Copy nothing but the lines from the one containing "Query: snow patch" through the last line of the entries below, exactly as written and without pictures.
+++ Task material
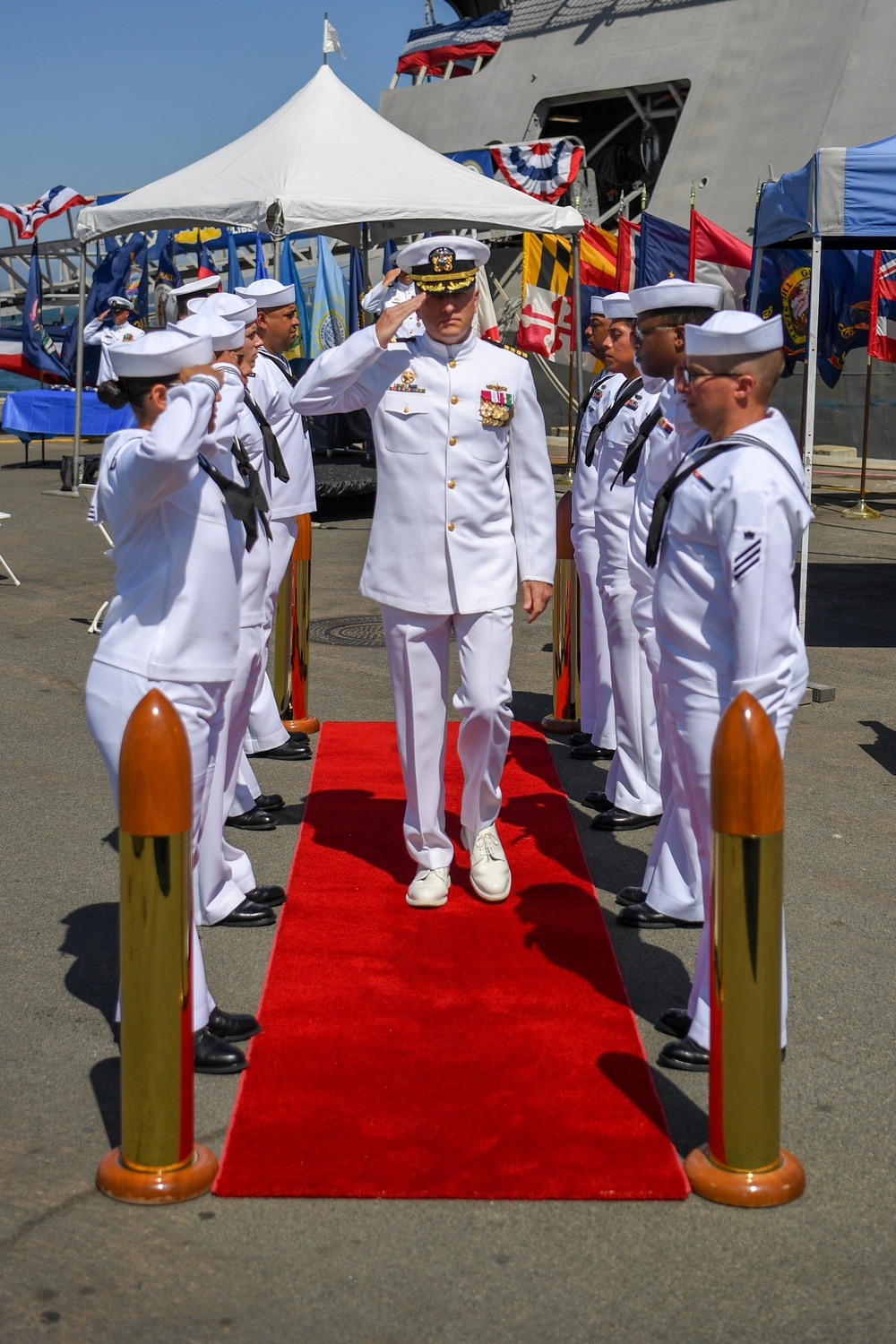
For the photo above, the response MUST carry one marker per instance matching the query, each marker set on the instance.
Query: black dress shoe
(645, 917)
(685, 1054)
(269, 897)
(253, 820)
(587, 752)
(217, 1056)
(247, 916)
(271, 801)
(616, 819)
(632, 897)
(289, 750)
(675, 1021)
(233, 1026)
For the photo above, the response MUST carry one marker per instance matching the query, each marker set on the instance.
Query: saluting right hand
(392, 319)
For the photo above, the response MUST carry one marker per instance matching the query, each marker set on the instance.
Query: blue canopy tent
(841, 198)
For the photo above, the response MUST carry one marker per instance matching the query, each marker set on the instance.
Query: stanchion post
(292, 634)
(743, 1163)
(158, 1161)
(565, 628)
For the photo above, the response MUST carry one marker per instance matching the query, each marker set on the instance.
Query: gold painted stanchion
(565, 629)
(292, 634)
(158, 1161)
(743, 1163)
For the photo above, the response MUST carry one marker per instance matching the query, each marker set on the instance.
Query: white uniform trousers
(694, 718)
(226, 873)
(265, 725)
(418, 658)
(633, 781)
(672, 881)
(595, 687)
(112, 698)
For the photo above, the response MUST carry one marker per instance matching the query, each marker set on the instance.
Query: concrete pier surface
(78, 1266)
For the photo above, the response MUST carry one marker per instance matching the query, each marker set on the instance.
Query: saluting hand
(392, 319)
(535, 597)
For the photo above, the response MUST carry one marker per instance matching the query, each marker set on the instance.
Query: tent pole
(80, 366)
(861, 508)
(809, 437)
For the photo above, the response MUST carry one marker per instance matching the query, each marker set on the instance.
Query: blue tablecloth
(42, 414)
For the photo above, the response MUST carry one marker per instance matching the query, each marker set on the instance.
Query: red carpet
(466, 1053)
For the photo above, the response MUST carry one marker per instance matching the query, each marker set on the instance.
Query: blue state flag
(261, 269)
(234, 271)
(289, 276)
(37, 346)
(662, 252)
(328, 312)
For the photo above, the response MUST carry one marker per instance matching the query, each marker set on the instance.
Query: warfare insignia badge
(495, 405)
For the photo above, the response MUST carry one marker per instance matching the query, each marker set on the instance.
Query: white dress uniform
(595, 687)
(386, 296)
(633, 781)
(108, 336)
(271, 386)
(172, 624)
(726, 620)
(461, 503)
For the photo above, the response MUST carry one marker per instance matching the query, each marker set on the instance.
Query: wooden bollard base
(745, 1190)
(159, 1185)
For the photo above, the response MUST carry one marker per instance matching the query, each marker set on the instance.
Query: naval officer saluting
(465, 495)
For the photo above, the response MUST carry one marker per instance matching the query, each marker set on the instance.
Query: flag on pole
(626, 254)
(27, 220)
(328, 311)
(664, 250)
(546, 319)
(719, 258)
(37, 346)
(331, 39)
(883, 308)
(234, 271)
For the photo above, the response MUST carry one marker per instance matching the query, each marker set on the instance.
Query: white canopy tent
(324, 163)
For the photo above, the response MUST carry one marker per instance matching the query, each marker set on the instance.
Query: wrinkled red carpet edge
(552, 1121)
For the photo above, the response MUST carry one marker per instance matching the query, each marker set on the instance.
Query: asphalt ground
(78, 1266)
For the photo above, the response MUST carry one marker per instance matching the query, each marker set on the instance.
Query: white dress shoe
(429, 887)
(489, 870)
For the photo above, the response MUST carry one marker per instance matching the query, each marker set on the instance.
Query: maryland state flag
(546, 319)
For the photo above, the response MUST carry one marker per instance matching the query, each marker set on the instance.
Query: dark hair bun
(112, 394)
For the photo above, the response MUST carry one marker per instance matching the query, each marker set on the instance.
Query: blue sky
(105, 97)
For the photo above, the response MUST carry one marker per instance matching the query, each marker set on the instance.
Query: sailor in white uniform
(633, 781)
(670, 892)
(598, 737)
(120, 332)
(394, 288)
(172, 623)
(463, 504)
(292, 492)
(723, 602)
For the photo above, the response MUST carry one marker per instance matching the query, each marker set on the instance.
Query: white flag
(331, 39)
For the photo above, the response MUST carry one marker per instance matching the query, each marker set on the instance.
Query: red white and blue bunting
(543, 169)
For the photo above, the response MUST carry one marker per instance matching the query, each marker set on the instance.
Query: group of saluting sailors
(688, 507)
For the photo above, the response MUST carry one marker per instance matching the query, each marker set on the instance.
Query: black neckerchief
(635, 448)
(627, 390)
(699, 454)
(271, 444)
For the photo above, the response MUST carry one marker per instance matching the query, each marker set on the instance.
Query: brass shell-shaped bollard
(292, 634)
(565, 628)
(743, 1163)
(158, 1161)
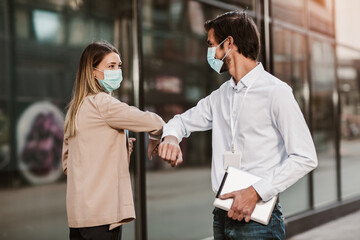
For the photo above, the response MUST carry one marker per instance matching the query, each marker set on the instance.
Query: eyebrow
(114, 63)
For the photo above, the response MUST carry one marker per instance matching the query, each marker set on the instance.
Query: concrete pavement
(344, 228)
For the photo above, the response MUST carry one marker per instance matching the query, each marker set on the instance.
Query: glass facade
(313, 49)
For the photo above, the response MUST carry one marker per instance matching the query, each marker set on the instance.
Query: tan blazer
(96, 161)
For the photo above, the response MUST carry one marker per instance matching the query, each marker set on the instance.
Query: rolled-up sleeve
(198, 118)
(119, 115)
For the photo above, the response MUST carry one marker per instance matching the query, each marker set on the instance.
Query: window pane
(345, 14)
(323, 83)
(290, 67)
(177, 76)
(291, 11)
(321, 16)
(348, 65)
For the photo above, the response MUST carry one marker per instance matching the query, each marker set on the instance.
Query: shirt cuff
(264, 189)
(154, 137)
(172, 133)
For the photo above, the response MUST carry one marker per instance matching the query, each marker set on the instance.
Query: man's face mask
(214, 63)
(112, 79)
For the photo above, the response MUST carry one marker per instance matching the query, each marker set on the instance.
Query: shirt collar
(248, 79)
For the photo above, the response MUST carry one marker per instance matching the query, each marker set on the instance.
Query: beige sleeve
(65, 153)
(119, 115)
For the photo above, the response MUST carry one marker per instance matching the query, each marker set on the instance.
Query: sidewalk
(344, 228)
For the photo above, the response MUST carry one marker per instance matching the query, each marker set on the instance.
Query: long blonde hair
(85, 83)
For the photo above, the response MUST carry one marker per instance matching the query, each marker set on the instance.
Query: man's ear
(230, 43)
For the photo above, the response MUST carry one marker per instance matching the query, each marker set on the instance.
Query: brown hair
(85, 83)
(241, 27)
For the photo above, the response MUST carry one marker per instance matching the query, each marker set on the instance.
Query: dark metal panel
(140, 171)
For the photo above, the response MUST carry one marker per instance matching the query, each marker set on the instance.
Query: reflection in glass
(321, 16)
(245, 4)
(177, 76)
(292, 11)
(349, 83)
(290, 66)
(48, 26)
(49, 37)
(4, 137)
(323, 125)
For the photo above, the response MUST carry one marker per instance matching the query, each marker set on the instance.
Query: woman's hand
(153, 148)
(131, 144)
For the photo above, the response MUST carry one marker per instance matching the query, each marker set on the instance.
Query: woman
(95, 150)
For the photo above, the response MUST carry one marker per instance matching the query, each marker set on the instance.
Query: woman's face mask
(214, 63)
(112, 79)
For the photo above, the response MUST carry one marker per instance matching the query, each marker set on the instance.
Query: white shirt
(271, 132)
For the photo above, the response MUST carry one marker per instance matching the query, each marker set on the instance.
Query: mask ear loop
(98, 69)
(226, 54)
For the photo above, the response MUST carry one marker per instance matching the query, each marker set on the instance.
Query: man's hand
(170, 151)
(243, 204)
(153, 147)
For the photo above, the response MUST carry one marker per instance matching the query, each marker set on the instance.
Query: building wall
(309, 44)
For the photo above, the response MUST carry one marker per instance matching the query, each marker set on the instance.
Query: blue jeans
(226, 228)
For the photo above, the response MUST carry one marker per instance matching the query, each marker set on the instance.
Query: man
(255, 120)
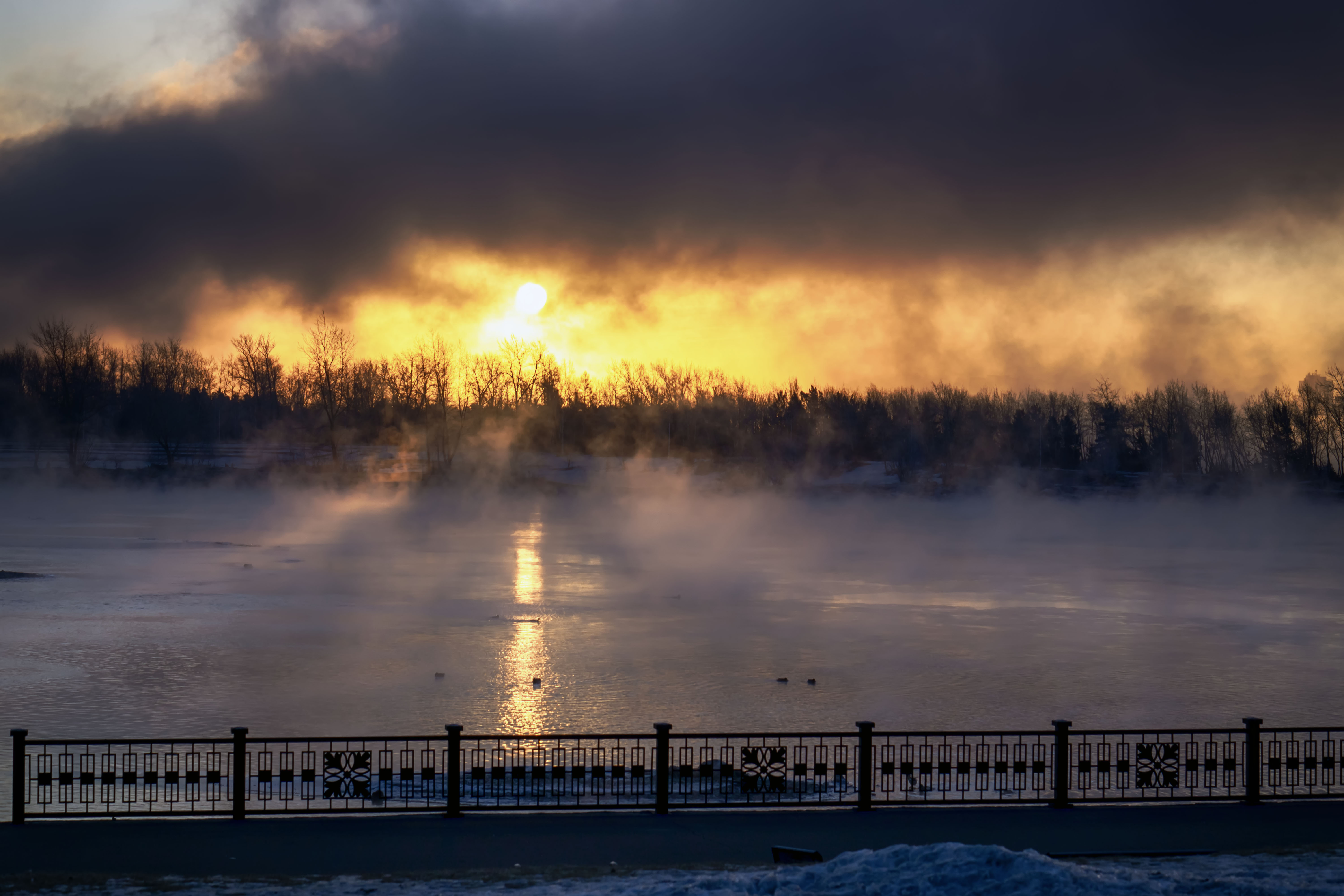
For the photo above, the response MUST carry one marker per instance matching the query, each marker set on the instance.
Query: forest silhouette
(71, 388)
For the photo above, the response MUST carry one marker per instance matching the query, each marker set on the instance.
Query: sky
(995, 195)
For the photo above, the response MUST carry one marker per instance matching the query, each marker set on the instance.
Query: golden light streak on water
(528, 655)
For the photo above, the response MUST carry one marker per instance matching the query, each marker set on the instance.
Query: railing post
(662, 766)
(455, 772)
(865, 765)
(1061, 800)
(21, 772)
(240, 773)
(1252, 772)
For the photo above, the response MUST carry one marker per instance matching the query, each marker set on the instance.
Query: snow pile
(944, 870)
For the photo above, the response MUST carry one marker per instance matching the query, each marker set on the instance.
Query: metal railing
(865, 769)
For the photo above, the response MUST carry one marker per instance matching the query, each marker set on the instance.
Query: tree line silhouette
(72, 388)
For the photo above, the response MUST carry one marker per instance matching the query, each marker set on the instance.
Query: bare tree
(257, 374)
(73, 379)
(330, 358)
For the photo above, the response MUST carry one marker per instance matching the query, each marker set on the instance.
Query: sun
(530, 299)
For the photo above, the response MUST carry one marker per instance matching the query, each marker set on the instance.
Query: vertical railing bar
(1061, 800)
(865, 765)
(1252, 761)
(21, 773)
(240, 773)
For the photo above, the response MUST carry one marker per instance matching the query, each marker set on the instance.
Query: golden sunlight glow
(1241, 310)
(528, 656)
(530, 299)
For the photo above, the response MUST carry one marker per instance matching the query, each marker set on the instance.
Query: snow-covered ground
(943, 870)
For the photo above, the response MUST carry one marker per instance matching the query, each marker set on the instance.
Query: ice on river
(941, 870)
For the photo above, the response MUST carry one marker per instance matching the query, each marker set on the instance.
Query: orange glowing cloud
(1241, 310)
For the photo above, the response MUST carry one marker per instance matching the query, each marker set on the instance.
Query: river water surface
(329, 613)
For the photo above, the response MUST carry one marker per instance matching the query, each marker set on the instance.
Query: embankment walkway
(429, 844)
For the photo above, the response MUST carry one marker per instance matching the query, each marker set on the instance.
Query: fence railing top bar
(123, 742)
(642, 735)
(1034, 733)
(1080, 733)
(351, 741)
(728, 735)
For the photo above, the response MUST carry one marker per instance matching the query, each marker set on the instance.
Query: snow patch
(943, 870)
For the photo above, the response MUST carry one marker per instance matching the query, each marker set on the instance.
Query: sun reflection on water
(526, 656)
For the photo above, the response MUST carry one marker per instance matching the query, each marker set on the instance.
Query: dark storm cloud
(842, 129)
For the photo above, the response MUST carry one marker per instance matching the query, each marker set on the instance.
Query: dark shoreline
(486, 846)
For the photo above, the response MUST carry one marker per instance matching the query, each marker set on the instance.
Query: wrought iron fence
(865, 769)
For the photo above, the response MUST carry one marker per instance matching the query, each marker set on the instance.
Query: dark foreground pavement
(428, 844)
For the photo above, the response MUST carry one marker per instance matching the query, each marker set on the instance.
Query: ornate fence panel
(347, 774)
(1302, 762)
(79, 778)
(1128, 766)
(865, 769)
(982, 768)
(556, 772)
(764, 770)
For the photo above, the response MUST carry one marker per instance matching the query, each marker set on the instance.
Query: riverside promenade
(588, 843)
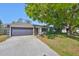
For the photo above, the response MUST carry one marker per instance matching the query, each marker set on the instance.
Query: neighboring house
(20, 29)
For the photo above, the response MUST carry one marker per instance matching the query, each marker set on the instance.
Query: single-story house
(21, 29)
++++++
Task result:
Query: snow patch
(943, 870)
For the photo above, the response MUST carry one marker per instance matching the query, each marker set on the instance.
Query: sun reflection on water
(526, 656)
For the photo above, the response MUST carry one marker per instance matching the query, each marker set on the instance.
Query: dark storm cloud
(842, 129)
For the photo above, the response MUST carry one marker per instance matching the query, each marker set on the instance.
Query: dark shoreline
(486, 846)
For the photo above, the response MUST carry one marker per instance matching the query, each marker set on the instance.
Query: wrought iron fence
(865, 769)
For the photo above, the response MUST carry one marker per instance matching the query, each marker set on the instance.
Query: dark foreground pavement
(428, 844)
For the photo above, the response MUST carry one marker per instance matching the query, each marker set on the instance.
Query: ornate fence panel
(347, 774)
(1302, 762)
(79, 778)
(1128, 766)
(865, 769)
(982, 768)
(556, 772)
(764, 770)
For the photo above, the response MUST carry one marker per instance matching the query, each marker set on the instance.
Query: riverside promenade
(588, 843)
For the photo above, the response MUST carry one marker per instance matching the query, each marker set on the instance.
Query: neighboring house
(20, 29)
For the photo above, the response MUST carry one marker per instance matching the query, each marker set on the instance.
Query: single-story house
(21, 29)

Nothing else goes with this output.